» Passage:

As a whole, we’re still getting numbers, but VC mostly muddled through 2023. A lot of this was supported by two major factors:
1. Institutions (pensions, endowments, etc.) continued to invest in VC funds, even though interest rates had gone up and other assets could fulfill their return needs
2. VCs reinvested heavily into their own companies, supporting their prices
Anecdotally, I had heard a few limited partners of major, household name funds mention that they saw somewhere between 30-50% overlap of companies between multiple vintages. This, for those who are unfamiliar with the industry, is not quite how it’s supposed to be. Basically, this means, fund after fund, the VCs kept pouring money into the same companies, supporting them with cash and potentially propping up their prices.
2024 is not going to be the same. We still haven’t seen a massive number of exits, and while public markets have gone up and down, they haven’t exactly gone gangbusters since the Fed started ratcheting up interest rates in 2022.
Of course, that is true unless you’ve been holding essentially tech companies. A whopping 75% of the S&P 500’s total gains in 2023 came from those “Magnificent Seven” tech companies.
In any case, there’s a bit of death spiral coming up. As funding dries up, a lot of VCs can’t prop up their traditional SaaS/marketplace companies. Prices go down, and funding from institutions, seeing blood, will dry up even more.
2023 was a muddle-through, but I think it’s a lot to ask to see these big VC funds who don’t understand anything outside of the SaaS models they’ve been invested in for the past decade to suddenly be able to work well in a new, hard/deep tech world.

» Brief 1: Please rewrite the paragraph in the venture capital passage that begins "Anecdotally, I had heard" in fewer words, keeping its main facts.
» Brief 2: Translate this sentence from the venture capital passage into Spanish: "As funding dries up, a lot of VCs can’t prop up their traditional SaaS/marketplace companies."
» Brief 3: Carry on with the venture capital outlook, starting after its final sentence.

» Data for review:
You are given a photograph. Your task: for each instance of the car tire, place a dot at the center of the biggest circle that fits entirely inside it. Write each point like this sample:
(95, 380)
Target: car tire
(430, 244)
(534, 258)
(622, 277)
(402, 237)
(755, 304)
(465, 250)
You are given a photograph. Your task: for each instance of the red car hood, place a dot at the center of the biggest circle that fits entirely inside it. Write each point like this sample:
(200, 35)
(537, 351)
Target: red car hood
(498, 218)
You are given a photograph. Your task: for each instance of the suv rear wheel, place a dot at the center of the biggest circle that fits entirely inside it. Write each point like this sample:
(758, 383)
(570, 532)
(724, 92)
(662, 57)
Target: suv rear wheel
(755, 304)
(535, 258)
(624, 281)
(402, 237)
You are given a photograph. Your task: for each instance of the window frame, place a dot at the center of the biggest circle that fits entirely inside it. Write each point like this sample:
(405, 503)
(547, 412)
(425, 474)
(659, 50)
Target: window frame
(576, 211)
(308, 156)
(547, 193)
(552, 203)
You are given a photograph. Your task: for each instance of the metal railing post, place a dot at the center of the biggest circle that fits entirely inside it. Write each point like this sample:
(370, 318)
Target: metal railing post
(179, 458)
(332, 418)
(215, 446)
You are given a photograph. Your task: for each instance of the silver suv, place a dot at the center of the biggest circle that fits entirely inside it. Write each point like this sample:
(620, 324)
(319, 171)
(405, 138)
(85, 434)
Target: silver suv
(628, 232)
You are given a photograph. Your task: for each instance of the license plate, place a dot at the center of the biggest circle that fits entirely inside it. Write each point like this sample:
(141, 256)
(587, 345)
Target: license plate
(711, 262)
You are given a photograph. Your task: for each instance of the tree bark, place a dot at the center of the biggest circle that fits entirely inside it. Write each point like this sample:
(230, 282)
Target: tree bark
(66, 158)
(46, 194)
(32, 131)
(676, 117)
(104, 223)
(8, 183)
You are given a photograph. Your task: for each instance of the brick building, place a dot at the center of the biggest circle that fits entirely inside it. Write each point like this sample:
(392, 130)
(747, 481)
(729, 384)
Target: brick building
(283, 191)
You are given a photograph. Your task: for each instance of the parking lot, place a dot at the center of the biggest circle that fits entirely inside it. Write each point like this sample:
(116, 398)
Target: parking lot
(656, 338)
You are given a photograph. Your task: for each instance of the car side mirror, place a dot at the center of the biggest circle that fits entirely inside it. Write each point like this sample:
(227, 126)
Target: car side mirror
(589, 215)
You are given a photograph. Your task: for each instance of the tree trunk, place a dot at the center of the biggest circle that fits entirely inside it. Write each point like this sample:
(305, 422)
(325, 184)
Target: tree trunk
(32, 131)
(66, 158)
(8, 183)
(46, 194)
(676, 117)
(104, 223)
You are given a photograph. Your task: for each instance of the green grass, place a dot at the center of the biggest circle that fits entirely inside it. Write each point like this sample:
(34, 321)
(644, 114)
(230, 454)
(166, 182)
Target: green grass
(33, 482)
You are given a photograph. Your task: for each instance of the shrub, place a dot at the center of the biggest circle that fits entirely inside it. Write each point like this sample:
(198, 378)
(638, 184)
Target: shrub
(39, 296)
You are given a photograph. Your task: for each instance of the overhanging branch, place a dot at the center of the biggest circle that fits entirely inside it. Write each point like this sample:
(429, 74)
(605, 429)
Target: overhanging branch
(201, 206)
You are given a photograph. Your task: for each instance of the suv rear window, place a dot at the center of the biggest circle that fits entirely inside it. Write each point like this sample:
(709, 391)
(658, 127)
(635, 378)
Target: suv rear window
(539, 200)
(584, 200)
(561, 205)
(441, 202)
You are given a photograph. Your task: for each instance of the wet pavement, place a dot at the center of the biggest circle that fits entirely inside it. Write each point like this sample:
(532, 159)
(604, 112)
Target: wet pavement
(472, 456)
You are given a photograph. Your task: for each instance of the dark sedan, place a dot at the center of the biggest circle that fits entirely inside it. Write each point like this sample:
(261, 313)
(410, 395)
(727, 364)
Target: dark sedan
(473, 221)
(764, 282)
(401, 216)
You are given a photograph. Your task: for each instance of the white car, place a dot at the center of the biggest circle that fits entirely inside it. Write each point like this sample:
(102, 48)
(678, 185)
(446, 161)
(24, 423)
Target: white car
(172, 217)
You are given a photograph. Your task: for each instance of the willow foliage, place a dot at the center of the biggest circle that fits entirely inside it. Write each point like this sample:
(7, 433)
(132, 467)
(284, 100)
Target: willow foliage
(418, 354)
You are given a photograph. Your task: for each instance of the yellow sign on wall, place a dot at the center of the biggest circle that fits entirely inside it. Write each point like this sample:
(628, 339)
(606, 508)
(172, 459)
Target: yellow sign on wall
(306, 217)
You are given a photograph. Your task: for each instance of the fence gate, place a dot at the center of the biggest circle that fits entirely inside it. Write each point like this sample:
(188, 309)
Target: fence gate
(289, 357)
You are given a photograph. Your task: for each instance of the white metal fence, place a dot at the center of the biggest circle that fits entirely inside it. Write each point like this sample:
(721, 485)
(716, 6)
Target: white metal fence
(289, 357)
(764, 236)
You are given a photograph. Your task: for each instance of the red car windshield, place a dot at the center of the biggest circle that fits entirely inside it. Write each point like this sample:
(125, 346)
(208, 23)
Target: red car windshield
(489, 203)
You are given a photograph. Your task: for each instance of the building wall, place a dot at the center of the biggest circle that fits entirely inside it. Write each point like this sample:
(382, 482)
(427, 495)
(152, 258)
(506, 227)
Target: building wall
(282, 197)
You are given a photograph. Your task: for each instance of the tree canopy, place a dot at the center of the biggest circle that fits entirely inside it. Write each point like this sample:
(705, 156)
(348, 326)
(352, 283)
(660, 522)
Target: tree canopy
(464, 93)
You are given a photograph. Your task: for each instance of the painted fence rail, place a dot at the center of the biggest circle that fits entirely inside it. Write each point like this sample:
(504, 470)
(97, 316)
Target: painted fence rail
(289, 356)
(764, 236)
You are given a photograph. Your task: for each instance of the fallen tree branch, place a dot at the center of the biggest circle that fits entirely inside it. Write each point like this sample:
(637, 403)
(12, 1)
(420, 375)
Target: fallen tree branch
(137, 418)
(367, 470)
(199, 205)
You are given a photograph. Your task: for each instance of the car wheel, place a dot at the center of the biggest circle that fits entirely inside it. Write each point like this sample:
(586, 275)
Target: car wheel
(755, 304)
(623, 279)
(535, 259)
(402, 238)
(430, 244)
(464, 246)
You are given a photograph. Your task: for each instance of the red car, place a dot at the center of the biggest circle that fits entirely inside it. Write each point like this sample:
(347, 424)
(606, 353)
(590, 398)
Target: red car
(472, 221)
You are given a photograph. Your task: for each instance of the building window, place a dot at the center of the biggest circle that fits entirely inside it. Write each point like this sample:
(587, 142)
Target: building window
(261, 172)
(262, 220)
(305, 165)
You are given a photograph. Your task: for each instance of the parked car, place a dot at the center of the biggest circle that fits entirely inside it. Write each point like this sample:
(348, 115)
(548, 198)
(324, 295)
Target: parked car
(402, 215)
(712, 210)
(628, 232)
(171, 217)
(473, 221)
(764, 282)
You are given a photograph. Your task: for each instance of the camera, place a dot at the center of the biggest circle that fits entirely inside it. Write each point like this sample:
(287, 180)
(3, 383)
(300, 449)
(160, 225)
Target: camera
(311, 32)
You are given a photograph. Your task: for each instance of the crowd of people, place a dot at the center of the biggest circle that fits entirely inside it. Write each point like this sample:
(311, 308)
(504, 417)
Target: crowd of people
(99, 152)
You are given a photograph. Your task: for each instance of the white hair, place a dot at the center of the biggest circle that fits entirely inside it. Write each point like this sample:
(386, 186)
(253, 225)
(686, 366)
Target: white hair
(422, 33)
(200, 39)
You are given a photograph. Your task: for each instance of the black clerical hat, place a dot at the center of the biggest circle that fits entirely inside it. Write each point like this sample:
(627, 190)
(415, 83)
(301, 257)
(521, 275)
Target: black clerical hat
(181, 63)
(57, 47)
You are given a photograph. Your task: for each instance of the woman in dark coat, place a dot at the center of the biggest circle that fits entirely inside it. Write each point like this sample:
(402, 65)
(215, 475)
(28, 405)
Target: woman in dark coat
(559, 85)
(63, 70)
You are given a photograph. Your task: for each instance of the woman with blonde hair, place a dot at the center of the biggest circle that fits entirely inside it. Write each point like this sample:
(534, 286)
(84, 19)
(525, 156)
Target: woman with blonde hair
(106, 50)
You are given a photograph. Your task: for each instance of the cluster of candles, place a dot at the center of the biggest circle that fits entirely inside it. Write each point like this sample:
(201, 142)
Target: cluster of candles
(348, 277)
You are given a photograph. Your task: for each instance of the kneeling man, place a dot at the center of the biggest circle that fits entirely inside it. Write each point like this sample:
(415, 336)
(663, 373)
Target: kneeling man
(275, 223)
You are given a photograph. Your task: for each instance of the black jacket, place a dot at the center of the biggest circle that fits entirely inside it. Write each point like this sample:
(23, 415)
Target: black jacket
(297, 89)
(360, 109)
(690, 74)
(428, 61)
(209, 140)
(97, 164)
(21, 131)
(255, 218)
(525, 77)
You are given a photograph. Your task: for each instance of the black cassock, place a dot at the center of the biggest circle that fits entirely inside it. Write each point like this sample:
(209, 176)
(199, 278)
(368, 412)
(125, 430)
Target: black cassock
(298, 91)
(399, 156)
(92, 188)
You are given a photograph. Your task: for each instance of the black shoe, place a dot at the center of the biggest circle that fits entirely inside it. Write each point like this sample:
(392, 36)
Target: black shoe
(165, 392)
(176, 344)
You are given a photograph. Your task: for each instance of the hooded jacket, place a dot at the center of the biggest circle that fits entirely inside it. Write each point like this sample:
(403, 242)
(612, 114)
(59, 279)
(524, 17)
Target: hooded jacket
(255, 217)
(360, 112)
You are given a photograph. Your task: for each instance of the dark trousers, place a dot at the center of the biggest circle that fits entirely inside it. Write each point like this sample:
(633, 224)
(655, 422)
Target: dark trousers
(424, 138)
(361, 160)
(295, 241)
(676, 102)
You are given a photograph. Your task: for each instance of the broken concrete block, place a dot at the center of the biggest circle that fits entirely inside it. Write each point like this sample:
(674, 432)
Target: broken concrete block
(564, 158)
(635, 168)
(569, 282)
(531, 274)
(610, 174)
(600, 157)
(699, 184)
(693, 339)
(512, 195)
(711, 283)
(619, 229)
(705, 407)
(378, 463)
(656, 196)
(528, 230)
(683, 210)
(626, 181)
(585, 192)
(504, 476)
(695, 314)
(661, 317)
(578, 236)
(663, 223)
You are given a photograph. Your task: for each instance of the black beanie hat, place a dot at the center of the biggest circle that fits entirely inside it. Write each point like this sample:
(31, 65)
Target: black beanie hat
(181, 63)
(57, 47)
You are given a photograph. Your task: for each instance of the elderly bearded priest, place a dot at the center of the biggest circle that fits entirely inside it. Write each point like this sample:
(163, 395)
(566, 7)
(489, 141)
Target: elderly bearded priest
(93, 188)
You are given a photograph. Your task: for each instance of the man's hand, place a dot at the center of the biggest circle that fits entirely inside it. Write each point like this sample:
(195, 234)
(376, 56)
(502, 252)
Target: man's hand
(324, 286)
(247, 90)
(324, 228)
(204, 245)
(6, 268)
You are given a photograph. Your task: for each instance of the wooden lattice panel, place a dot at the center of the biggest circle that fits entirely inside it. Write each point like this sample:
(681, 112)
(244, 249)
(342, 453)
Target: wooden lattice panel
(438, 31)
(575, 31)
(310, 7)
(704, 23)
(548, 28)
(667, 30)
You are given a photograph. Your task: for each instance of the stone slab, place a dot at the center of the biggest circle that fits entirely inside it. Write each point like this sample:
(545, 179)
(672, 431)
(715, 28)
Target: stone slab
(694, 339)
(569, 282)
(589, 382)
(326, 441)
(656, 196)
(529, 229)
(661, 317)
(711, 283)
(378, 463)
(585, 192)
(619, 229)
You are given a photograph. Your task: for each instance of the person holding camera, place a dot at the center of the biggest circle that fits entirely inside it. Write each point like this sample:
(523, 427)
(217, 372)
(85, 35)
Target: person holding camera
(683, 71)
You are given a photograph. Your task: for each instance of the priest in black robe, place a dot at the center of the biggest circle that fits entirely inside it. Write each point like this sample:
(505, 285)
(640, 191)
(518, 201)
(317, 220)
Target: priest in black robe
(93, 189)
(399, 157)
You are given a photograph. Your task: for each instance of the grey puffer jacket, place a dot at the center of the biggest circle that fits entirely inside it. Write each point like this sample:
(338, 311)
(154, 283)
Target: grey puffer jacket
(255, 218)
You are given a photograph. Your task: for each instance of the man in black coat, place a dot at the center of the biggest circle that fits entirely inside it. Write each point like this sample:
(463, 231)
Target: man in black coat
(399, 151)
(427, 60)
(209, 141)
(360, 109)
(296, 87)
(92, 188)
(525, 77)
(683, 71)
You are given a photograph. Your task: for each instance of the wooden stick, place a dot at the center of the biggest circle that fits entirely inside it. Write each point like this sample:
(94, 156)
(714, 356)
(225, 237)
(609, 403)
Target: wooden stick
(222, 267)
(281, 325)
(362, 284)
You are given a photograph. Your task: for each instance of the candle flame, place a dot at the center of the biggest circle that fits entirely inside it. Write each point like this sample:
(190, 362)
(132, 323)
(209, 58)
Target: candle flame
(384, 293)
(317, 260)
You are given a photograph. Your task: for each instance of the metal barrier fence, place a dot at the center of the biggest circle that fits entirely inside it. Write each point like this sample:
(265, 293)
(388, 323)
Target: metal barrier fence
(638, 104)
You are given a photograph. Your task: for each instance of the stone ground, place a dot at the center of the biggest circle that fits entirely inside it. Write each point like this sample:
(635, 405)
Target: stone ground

» Written response 1: A few limited partners of major, household-name funds reportedly saw a 30–50% overlap of companies across multiple vintages. That is not how the industry is supposed to work. It means VCs kept funding the same companies fund after fund, possibly propping up their prices.

» Written response 2: A medida que se agota la financiación, muchos fondos de capital riesgo no pueden sostener a sus empresas tradicionales de SaaS y marketplaces.

» Written response 3:
We’re going to see the first real AI companies
I keep saying a lot of the current generation of AI companies are destined to be either the R&D arm of the big tech companies, or just die.
That makes me sound like I think AI is just a big bubble. That couldn’t be further from the truth.
I think AI is poised to change the world, and in five or ten years, will touch every aspect of our lives. Not in terms of these voice assistants or things that write high school essays for us, but in terms of AI that can help manage our power networks, design our future computer chips, help us synthesize new drugs, and even help create new materials that will go into every new smartphone-like device (whether it be AR/VR glasses or something else) we own.
For those things to happen, we need companies that harness proprietary data (usually in expensive, painful places to operate—like the real world in drug interactions/pharmacokinetics or electronics design), and create a feedback loop to keep improving their AI. This will be expensive, and will not pay off immediately or incrementally like SaaS, but has enormous rewards for the companies who can follow through with the capital and execution to bring it to fruition. This stuff looks a lot like the original semiconductor boom in the 1980s.
I’ve had a great deal of pessimism about what we’ve seen so far, but I do think that AI has now permeated the popular consciousness enough (thanks OpenAI and ChatGPT) to allow for funding, real-world adoption, and just the imagination of future founders to take hold. This year, we’ll likely see a few giants of the next decade start to emerge.
However, don’t expect them to be big yet. This is likely just the year they emerge, and a lot of the general public won’t hear about them until 3-5 years from now.
Lots of exciting things in the future
I’ve become known as kind of a (or the) cynical VC operating in the space. However, I’m still pretty excited about the future. I wouldn’t be in this industry in general otherwise.
It’s always interesting to think about what it’s like to be in one of those technologically revolutionary periods. Like the turn of the century and the Industrial Revolution, going from pre-modern to steampunk modern in the course of a decade or two. Or the 1990s (which I actually saw), in terms of an analog world of landlines and a few channels, to the explosion of the internet.
For better or worse, we live in interesting times, and are likely headed into another revolutionary period. Buckle up, and happy 2024.